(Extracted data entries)
►
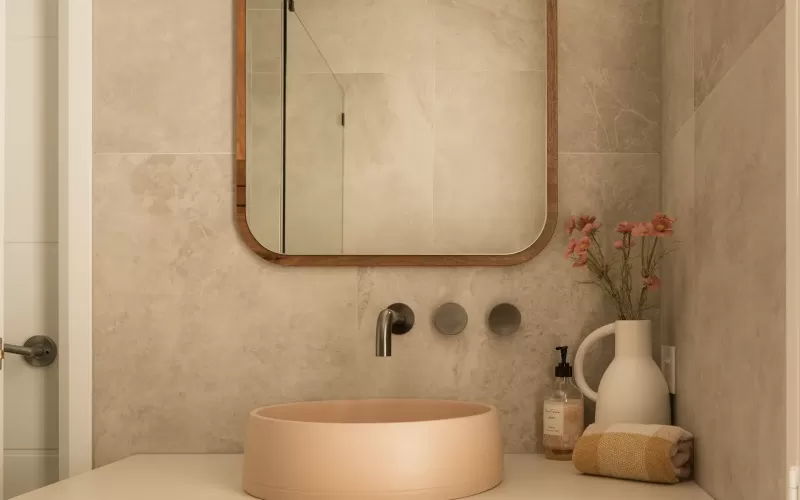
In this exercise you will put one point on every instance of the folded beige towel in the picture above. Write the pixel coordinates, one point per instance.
(652, 453)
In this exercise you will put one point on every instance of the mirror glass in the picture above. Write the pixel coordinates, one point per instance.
(396, 127)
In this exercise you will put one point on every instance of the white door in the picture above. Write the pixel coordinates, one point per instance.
(29, 283)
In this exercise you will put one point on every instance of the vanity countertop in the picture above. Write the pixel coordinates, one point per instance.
(218, 477)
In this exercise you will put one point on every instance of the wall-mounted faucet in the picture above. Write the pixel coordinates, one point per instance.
(397, 319)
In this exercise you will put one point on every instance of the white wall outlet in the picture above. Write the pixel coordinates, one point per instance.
(668, 366)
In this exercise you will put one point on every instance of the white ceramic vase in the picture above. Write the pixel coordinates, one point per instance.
(633, 389)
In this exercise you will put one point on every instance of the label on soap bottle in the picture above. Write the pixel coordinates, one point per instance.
(553, 418)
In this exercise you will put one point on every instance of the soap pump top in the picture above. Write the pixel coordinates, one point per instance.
(563, 369)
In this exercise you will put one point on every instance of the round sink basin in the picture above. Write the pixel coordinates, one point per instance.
(373, 450)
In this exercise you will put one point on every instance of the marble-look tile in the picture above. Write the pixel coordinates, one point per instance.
(265, 41)
(189, 321)
(162, 76)
(487, 35)
(677, 52)
(302, 54)
(512, 372)
(489, 190)
(739, 237)
(723, 31)
(371, 36)
(678, 296)
(32, 18)
(388, 194)
(314, 164)
(265, 159)
(609, 110)
(611, 34)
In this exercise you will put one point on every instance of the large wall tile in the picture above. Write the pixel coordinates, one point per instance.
(609, 110)
(678, 293)
(388, 176)
(32, 18)
(28, 470)
(191, 323)
(491, 160)
(628, 30)
(739, 236)
(371, 36)
(265, 41)
(163, 76)
(677, 48)
(486, 35)
(723, 31)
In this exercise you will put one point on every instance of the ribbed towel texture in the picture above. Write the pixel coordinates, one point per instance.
(651, 453)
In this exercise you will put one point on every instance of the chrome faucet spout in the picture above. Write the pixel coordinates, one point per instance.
(383, 335)
(397, 319)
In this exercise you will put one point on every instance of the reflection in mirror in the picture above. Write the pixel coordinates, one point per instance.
(396, 127)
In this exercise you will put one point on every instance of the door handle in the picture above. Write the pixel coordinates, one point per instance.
(38, 351)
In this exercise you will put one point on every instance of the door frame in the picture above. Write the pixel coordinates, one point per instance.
(2, 220)
(792, 232)
(75, 236)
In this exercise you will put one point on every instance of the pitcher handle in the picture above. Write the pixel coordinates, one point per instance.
(603, 331)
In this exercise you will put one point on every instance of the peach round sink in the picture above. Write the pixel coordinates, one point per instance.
(372, 450)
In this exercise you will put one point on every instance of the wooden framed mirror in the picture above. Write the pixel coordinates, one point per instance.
(396, 132)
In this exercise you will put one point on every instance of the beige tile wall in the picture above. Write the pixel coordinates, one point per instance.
(192, 330)
(723, 177)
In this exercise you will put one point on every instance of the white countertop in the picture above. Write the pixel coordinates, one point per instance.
(218, 477)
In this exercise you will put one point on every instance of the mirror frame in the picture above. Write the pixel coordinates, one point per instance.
(525, 255)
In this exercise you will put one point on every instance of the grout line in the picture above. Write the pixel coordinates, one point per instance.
(600, 153)
(31, 242)
(32, 37)
(166, 153)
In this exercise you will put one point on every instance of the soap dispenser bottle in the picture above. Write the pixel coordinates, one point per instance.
(563, 413)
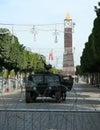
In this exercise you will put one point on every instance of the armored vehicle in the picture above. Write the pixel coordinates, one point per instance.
(45, 85)
(68, 81)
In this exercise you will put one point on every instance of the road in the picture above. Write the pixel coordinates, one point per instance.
(81, 97)
(80, 111)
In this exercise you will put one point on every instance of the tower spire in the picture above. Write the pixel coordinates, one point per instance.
(68, 16)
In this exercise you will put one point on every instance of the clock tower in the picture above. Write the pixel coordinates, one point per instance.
(68, 61)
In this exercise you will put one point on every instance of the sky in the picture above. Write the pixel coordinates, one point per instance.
(43, 17)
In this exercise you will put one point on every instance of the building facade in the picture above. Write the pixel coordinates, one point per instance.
(68, 60)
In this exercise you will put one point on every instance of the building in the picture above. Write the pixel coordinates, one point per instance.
(68, 60)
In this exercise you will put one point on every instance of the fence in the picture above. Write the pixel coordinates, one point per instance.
(49, 119)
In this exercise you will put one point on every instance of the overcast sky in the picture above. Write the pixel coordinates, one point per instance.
(44, 12)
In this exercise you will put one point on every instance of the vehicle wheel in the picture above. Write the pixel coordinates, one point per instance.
(28, 97)
(58, 96)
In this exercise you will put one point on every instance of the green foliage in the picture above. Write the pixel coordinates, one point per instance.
(90, 59)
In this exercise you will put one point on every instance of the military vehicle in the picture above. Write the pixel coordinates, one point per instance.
(68, 81)
(45, 84)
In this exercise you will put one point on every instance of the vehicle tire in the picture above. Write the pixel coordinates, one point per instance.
(28, 97)
(58, 96)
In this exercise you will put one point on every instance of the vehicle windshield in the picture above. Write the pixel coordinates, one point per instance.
(52, 78)
(37, 78)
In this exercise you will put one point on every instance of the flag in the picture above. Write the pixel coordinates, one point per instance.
(51, 56)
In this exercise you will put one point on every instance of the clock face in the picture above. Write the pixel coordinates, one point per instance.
(68, 24)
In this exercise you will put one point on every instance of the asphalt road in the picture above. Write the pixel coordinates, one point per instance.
(81, 97)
◄
Pictures are to be left out; repeat all the remaining data exactly.

THE REPLY:
In this exercise you will put one point on every instance of the folded beige towel in the picture above. Write the pixel coordinates, one point per instance.
(652, 453)
In this exercise you will put one point on every instance of the mirror glass in the picture above. Write the pixel coordinates, one point per instance.
(396, 127)
In this exercise you will put one point on every instance of the white door in the picture above. Write the pixel coordinates, one point per instance.
(29, 283)
In this exercise you will put one point on every instance of the vanity countertop in the picture above. Write the pixel coordinates, one point per instance.
(218, 477)
In this exercise you will put one point on every instance of the wall-mounted faucet in the picture above. Write the pixel coordinates, one point per instance.
(397, 319)
In this exercise you will put one point on every instance of the white wall outlet in the picture above. Write the pixel coordinates, one point per instance.
(668, 366)
In this exercise you will put one point on every instance of the white ceramic vase in the picture above. Write the pixel coordinates, one point per instance.
(633, 389)
In this exercise you will put one point on every instance of the label on soap bottle in the picture above. Write the pixel coordinates, one point per instance.
(553, 418)
In this exercise you will put one point on every instance of the soap pump top in the picture above. Write the pixel coordinates, one point per instance.
(563, 369)
In this exercise you will put one point on every instance of the round sink basin in the picture above. Write the pixel coordinates, one point per instance.
(373, 450)
In this exercise you will put one point on every instance of the marble-look tile in the picture above. Write the pixel coordinates, one point per instance.
(265, 41)
(189, 321)
(162, 76)
(487, 35)
(677, 52)
(302, 54)
(512, 372)
(489, 190)
(739, 237)
(723, 31)
(371, 36)
(678, 296)
(32, 18)
(388, 194)
(314, 164)
(265, 159)
(609, 110)
(611, 34)
In this exercise you will put one point on every instance of the large wall tile in the picture above. Write the pixel coordinates, one point per instance.
(609, 110)
(678, 293)
(388, 176)
(32, 18)
(28, 470)
(191, 323)
(491, 160)
(628, 30)
(739, 236)
(371, 36)
(265, 41)
(163, 76)
(677, 48)
(486, 35)
(723, 31)
In this exercise you will put one point on every instance of the ribbed towel texture in the picture above. Write the pixel coordinates, one point per instance.
(651, 453)
In this exercise you will put one point on every instance of the chrome faucet spout in the picture above. Write the pixel coordinates, one point per instance.
(383, 335)
(397, 319)
In this exercise you will put one point on every instance of the reflection in mirror in the picture above. Write the pixel coordinates, one point per instance.
(396, 127)
In this exercise you will put one point on every instance of the door handle in the picture above. Write the pixel coordinates, one point per instance.
(38, 351)
In this exercise you will put one point on every instance of the door frame in the picture above. Write the pixel coordinates, one point per instance.
(2, 220)
(792, 232)
(75, 236)
In this exercise you will put one point on every instance of the pitcher handle in the picture above. Write the pixel coordinates, one point per instance.
(603, 331)
In this exercise you will put one point on every instance of the peach round sink in the picture above. Write the pixel coordinates, one point per instance.
(372, 450)
In this exercise you will put one point on every instance of the wooden framed mirror in the picture above. Write the pixel coordinates, one point per instance.
(396, 132)
In this exercise you will put one point on every instance of the beige tile wall in the picture above. Write the pixel coordinates, one point per instance.
(192, 330)
(723, 177)
In this exercise you will put one point on every instance of the white countertop in the picture above. Write the pixel coordinates, one point per instance.
(218, 477)
In this exercise you will put one point on every instance of the mirror frame in the picture above. Write the pixel coordinates, one point per instance.
(525, 255)
In this exercise you will put one point on every instance of the grout line in the picture above. Write the pixel coordinates, one point per instance.
(600, 153)
(31, 242)
(32, 37)
(166, 153)
In this exercise you will put one point on every instance of the soap dispenser bottle in the picture above. Write the pixel coordinates, one point per instance.
(563, 413)
In this exercise you will put one point on every instance of the armored vehicle in the picture above. Write the pixel coordinates, one point per instance.
(45, 85)
(68, 81)
In this exercise you will put one point on every instance of the road in the picture above. Write the pixel coordinates, one point per instance.
(81, 97)
(80, 111)
In this exercise you will put one point on every instance of the tower spire in the picture above. Write the pixel coordinates, one point per instance.
(68, 16)
In this exercise you will put one point on every instance of the clock tower in the picture above. Write the pixel coordinates, one point per instance.
(68, 61)
In this exercise you will put one point on every instance of the sky in the picture above. Write the pixel coordinates, one point per instance.
(43, 17)
In this exercise you will put one point on every instance of the building facade in the picture above. Write the pixel coordinates, one point per instance.
(68, 60)
In this exercise you will put one point on every instance of the building in the picture above. Write the pixel coordinates, one point per instance.
(68, 60)
In this exercise you will put one point on every instance of the fence in the picture above. Write the pixel coordinates, one point per instance.
(49, 119)
In this exercise you will put one point on every instance of the overcast sky in the picture above. Write the pixel coordinates, one point per instance.
(44, 12)
In this exercise you will put one point on every instance of the vehicle wheel in the picture above. Write the pixel coordinates, one point per instance.
(28, 97)
(58, 96)
In this exercise you will put one point on every instance of the green foliage in the picture above. Write the pixel coordinates, one point per instance.
(90, 59)
In this exercise you will put one point on every instance of the military vehicle in the picture above. Write the pixel coordinates, one point per instance.
(68, 81)
(45, 84)
In this exercise you will put one point on every instance of the vehicle tire in the picture above. Write the pixel coordinates, one point per instance.
(28, 97)
(58, 96)
In this exercise you will put one point on every instance of the vehicle windshield in the picture above. Write the pixel coordinates, one point per instance.
(52, 78)
(37, 78)
In this exercise you will put one point on every instance of the flag in the picture above. Write the pixel coordinates, one point per instance.
(51, 56)
In this exercise you will put one point on every instance of the clock face in the picture above. Write the pixel coordinates, one point per instance.
(68, 24)
In this exercise you will put one point on every instance of the asphalt road in the picture above. Write the pixel coordinates, one point per instance.
(81, 97)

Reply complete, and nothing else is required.